# Excerpted data:
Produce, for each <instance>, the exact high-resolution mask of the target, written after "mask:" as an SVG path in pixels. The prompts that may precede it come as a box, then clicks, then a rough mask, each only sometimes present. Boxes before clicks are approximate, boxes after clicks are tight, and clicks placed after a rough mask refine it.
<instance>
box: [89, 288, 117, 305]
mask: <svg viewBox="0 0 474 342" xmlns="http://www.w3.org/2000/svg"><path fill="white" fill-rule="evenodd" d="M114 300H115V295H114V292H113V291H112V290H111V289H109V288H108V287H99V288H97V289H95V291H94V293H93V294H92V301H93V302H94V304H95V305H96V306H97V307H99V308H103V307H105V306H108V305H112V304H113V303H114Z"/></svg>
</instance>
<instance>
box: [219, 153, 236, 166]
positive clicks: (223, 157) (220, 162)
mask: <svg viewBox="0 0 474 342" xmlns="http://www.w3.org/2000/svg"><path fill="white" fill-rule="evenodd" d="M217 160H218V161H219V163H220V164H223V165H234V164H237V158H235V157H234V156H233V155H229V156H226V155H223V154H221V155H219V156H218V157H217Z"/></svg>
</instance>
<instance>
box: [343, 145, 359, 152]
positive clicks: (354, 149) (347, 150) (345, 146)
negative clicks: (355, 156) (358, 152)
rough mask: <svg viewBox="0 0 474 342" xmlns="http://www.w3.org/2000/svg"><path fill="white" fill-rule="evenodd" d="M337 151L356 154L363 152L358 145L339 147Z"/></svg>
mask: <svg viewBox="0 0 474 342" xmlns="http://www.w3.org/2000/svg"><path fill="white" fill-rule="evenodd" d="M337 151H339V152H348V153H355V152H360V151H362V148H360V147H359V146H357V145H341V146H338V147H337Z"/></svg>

# Your objective:
Exactly as they appear, write out the lines from the one containing "positive clicks: (354, 149)" through the final line of the entries above, both included.

# Response box:
positive clicks: (354, 149) (347, 150) (345, 146)
negative clicks: (355, 156) (358, 152)
rough mask: <svg viewBox="0 0 474 342" xmlns="http://www.w3.org/2000/svg"><path fill="white" fill-rule="evenodd" d="M337 151L356 154L363 152L358 145L339 147Z"/></svg>
mask: <svg viewBox="0 0 474 342" xmlns="http://www.w3.org/2000/svg"><path fill="white" fill-rule="evenodd" d="M337 151H339V152H348V153H355V152H360V151H362V148H360V147H359V146H357V145H341V146H338V147H337Z"/></svg>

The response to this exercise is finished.